Duplicate the rows below verbatim, starting at the line that contains "lion front flipper." and ending at the line that contains "[[[251,0],[250,114],[259,121],[281,118],[282,0]]]", with both of those lines included. Omit the pictures from your copy.

[BEGIN TASK DATA]

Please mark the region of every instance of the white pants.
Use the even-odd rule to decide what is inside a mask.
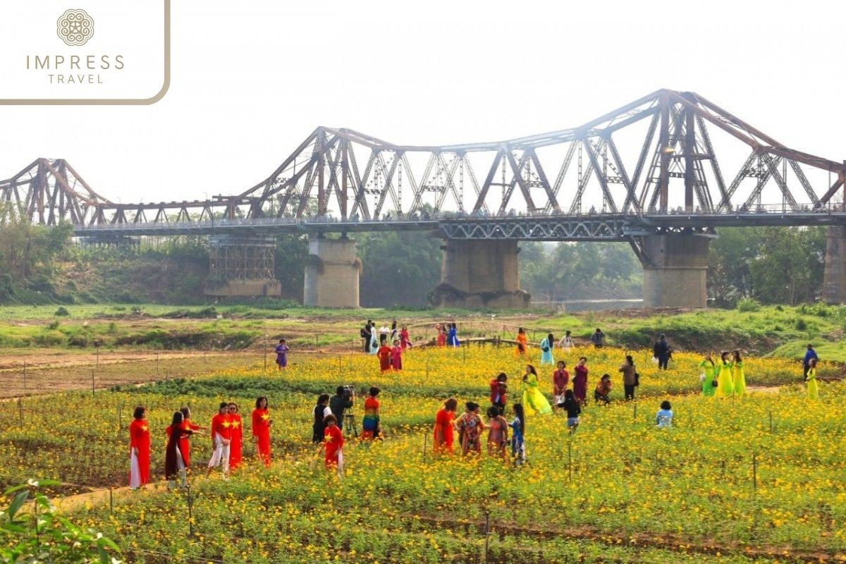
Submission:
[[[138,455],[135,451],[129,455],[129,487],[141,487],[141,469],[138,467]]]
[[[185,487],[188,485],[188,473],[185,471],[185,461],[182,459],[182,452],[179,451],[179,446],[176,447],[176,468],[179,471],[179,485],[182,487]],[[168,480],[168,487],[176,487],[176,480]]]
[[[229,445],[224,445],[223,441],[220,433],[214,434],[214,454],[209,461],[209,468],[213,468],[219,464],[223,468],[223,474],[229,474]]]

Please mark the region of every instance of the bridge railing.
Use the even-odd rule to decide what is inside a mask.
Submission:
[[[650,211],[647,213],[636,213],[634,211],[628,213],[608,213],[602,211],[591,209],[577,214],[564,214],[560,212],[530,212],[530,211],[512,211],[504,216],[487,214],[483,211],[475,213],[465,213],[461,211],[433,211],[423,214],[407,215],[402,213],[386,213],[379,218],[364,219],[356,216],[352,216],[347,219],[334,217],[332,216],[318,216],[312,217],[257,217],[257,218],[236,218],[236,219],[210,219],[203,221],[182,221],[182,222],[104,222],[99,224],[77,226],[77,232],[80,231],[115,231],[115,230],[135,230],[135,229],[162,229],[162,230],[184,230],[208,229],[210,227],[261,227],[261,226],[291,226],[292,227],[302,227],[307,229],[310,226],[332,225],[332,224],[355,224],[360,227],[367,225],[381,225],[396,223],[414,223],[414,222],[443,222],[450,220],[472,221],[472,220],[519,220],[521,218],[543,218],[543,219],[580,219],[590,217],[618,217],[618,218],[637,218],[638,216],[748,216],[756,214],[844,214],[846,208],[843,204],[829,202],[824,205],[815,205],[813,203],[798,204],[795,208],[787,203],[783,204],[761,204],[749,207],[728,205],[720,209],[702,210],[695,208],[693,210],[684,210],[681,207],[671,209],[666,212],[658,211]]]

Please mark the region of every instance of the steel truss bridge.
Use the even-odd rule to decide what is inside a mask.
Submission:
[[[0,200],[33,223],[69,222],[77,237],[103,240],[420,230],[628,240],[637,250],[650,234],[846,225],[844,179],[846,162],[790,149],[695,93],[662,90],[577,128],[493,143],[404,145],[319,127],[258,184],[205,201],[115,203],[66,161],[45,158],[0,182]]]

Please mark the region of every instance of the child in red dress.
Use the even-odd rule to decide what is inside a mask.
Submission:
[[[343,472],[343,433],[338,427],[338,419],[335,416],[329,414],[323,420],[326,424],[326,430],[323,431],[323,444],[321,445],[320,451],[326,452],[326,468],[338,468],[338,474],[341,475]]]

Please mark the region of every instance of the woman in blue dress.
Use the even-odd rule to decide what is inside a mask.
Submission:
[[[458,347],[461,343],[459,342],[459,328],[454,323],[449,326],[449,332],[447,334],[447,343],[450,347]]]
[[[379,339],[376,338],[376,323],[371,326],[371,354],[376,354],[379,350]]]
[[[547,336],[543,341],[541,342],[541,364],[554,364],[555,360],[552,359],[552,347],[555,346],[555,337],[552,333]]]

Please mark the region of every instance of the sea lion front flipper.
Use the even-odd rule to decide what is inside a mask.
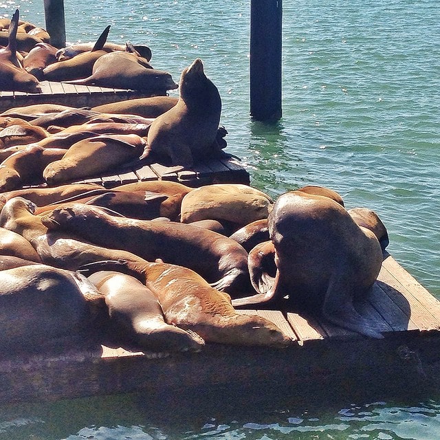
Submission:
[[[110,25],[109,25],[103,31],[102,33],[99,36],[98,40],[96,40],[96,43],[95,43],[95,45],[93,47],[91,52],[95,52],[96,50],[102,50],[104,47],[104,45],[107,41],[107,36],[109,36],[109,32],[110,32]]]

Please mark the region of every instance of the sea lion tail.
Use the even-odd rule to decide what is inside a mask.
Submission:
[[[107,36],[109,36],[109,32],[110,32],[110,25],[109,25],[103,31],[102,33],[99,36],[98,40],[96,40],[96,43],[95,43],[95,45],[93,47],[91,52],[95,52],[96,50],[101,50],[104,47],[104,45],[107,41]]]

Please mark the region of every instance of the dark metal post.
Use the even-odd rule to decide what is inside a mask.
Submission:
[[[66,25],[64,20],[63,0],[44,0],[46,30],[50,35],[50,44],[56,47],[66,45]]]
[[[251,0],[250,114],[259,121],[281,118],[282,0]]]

[END TASK DATA]
[BEGIN TASK DATA]

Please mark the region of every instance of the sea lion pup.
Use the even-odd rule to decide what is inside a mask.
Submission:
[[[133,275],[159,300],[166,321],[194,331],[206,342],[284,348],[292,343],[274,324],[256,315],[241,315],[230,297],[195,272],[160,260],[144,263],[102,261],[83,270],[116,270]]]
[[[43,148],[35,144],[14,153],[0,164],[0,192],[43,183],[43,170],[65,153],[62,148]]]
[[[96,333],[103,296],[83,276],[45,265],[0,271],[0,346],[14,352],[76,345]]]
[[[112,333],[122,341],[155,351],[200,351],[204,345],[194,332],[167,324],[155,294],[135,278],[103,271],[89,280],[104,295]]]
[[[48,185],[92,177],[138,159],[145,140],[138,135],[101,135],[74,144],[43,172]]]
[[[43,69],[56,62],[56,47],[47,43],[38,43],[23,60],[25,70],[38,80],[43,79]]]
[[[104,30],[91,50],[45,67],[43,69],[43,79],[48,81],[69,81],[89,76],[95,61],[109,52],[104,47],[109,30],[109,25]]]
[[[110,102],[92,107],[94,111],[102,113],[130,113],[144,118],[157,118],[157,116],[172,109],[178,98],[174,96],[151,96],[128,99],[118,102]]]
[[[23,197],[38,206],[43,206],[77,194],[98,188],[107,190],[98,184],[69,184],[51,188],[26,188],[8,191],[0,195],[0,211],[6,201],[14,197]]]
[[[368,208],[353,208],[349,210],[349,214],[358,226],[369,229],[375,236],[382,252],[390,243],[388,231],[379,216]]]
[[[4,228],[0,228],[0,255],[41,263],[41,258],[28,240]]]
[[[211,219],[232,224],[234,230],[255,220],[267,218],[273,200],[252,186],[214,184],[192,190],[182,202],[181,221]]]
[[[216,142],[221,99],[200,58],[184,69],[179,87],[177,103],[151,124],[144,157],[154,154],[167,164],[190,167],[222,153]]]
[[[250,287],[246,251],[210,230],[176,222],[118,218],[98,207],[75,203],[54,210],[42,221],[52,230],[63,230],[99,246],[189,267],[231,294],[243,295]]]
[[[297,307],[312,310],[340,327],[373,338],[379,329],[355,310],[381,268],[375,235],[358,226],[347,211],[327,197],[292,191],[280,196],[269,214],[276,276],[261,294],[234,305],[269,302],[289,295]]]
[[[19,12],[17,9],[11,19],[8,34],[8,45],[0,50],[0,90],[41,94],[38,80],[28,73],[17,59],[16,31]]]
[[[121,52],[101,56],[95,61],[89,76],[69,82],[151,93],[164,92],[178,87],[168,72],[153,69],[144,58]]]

[END TASK DATA]

= EXERCISE RESULT =
Please mark the region of every instance of the sea lion front flipper.
Use the even-odd rule to decide what is inside a mask.
Submission:
[[[110,25],[109,25],[103,31],[102,33],[99,36],[98,40],[96,40],[96,43],[95,43],[95,45],[93,47],[91,52],[95,52],[96,50],[102,50],[104,47],[104,45],[107,41],[107,36],[109,36],[109,32],[110,32]]]

Please mark the region of every instance of the sea lion tail.
Use the even-odd rule to decide what is inside a mask.
Submission:
[[[107,36],[109,36],[109,32],[110,32],[110,25],[109,25],[103,31],[102,33],[99,36],[98,40],[96,40],[96,43],[95,43],[95,45],[93,47],[91,52],[95,52],[96,50],[101,50],[104,47],[104,45],[107,41]]]

Please mark the region of every instance of the dark metal post.
Use the even-odd rule to decide what is inside a mask.
Submission:
[[[66,25],[64,20],[63,0],[44,0],[46,30],[50,35],[50,44],[56,47],[66,45]]]
[[[251,0],[250,114],[259,121],[281,118],[282,0]]]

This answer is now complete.